*** Dataset records ***

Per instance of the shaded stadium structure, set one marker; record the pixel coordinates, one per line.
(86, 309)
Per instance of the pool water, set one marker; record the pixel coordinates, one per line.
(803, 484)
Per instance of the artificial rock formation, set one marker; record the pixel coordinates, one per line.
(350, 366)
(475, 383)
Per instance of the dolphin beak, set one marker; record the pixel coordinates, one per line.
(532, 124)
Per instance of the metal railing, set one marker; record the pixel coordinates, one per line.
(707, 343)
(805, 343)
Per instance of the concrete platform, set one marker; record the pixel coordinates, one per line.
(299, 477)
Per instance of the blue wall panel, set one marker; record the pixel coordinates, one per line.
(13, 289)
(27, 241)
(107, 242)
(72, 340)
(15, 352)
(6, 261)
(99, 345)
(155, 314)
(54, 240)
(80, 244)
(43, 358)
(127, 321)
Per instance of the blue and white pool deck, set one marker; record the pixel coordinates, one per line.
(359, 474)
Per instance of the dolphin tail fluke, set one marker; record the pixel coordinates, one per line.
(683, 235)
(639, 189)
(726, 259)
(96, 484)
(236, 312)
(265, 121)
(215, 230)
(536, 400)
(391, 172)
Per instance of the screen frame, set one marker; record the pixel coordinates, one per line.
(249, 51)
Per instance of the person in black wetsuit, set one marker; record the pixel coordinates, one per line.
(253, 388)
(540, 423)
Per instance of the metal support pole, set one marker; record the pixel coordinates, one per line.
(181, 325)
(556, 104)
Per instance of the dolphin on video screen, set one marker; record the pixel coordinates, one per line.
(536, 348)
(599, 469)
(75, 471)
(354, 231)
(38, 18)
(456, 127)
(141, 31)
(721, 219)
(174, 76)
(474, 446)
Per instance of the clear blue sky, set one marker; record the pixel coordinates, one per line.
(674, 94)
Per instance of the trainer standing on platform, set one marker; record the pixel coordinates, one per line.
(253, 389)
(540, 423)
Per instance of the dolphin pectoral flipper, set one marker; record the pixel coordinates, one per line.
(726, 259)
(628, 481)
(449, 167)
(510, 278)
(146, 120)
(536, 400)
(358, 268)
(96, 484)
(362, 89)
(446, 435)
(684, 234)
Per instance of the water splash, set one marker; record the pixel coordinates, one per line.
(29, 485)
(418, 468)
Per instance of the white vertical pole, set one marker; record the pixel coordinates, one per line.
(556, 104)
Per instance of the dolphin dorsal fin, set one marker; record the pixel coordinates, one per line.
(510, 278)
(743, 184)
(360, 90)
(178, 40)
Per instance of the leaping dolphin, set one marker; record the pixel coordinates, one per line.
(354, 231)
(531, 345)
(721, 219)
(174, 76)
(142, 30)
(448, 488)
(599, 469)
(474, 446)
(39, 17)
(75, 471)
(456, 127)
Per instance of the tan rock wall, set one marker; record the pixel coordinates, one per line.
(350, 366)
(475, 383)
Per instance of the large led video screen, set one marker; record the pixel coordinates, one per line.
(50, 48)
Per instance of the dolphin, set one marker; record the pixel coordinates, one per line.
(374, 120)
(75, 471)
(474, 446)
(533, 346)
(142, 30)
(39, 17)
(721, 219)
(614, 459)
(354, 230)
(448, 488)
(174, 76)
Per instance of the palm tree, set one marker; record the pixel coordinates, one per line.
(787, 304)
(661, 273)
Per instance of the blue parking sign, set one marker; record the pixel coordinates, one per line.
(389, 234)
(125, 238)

*** End of Dataset records ***

■ Assignment ■
The expected response is the full set of records, reproduced exactly.

■ Output for this exercise ■
Per instance of the shaded stadium structure, set one marker; record the pixel coordinates, one per line.
(86, 309)
Per instance of the pool water, set one marker; record the pixel coordinates, one per line.
(803, 484)
Per instance of the artificial rock formation, set one marker; record the pixel coordinates, one per line.
(350, 366)
(475, 383)
Per instance of the dolphin beak, set one marker; record the pixel coordinates, one per line.
(532, 124)
Per instance of the metal railing, set one marker; record the pixel coordinates, one per line.
(707, 343)
(805, 343)
Per instance of the concrete platform, set one marker; record the pixel coordinates, one per line.
(299, 477)
Per instance of the blue wall panel, set one marker; record the pixel coordinates, one per line.
(13, 289)
(27, 241)
(107, 242)
(72, 340)
(15, 352)
(6, 261)
(99, 345)
(155, 314)
(54, 240)
(80, 244)
(43, 358)
(127, 321)
Per instance of the blue and white pool deck, set one marker; record the pixel coordinates, one per line.
(359, 474)
Per instance of the dolphin tail fluke, set one marker; record the pixel coordinates, one per line.
(683, 235)
(639, 189)
(726, 259)
(96, 484)
(236, 312)
(265, 121)
(215, 230)
(536, 400)
(391, 172)
Per instance of the screen frame, set one marker; record the pixel coordinates, one per line.
(249, 51)
Per instance of the person in black wetsuit, set one marker; record the pixel coordinates, one per line.
(253, 388)
(540, 423)
Per instance of the metal support pole, set one marker; record the pixel coordinates, one per line.
(181, 325)
(556, 104)
Per instance of the dolphin on video screen, set one marker; record the pixel coordinates, one per line.
(536, 348)
(599, 469)
(75, 471)
(354, 231)
(38, 18)
(456, 127)
(141, 31)
(721, 219)
(174, 76)
(474, 446)
Per instance of the clear blue sky, set one marker; record the pixel coordinates, one per line.
(674, 94)
Per instance of the trainer standing on platform, set one marker; record the pixel coordinates, one per line.
(253, 389)
(540, 423)
Per instance of the dolphin pectoral flipper, set one marker; record the pixel coordinates, one per line.
(726, 259)
(628, 481)
(449, 167)
(510, 278)
(146, 120)
(536, 400)
(358, 268)
(96, 484)
(362, 89)
(446, 435)
(684, 234)
Per instance of the water splash, set one marker; record the pixel coordinates, one per line.
(29, 485)
(418, 468)
Per instance of the white vertical pole, set one marker; record the pixel coordinates, one per line.
(556, 104)
Per instance of the dolphin dorsal fin, set one marker; record the pixel coordinates, one per line.
(510, 278)
(743, 184)
(360, 90)
(178, 40)
Per instance of the leaping dolphin, set one marker; record the pixel coordinates, one per line.
(354, 231)
(531, 345)
(721, 219)
(174, 76)
(142, 30)
(448, 488)
(599, 469)
(474, 446)
(39, 17)
(75, 471)
(456, 127)
Per instance of the tan rock wall, set one marker; record the pixel coordinates, one per line.
(350, 366)
(475, 383)
Per instance of the large led video screen, set one marker; record the pixel coordinates, one per line.
(50, 48)
Per instance of the dolphin, set one marker; record the pixel coordinates, one per line.
(374, 120)
(75, 471)
(474, 446)
(533, 346)
(142, 30)
(39, 17)
(721, 219)
(614, 459)
(354, 230)
(448, 488)
(174, 76)
Per instance of the palm tree, set one marker; record the pixel coordinates, one per line.
(787, 304)
(661, 273)
Per instance of the blue parking sign, set one marker; record the pixel coordinates, one per line.
(389, 234)
(125, 238)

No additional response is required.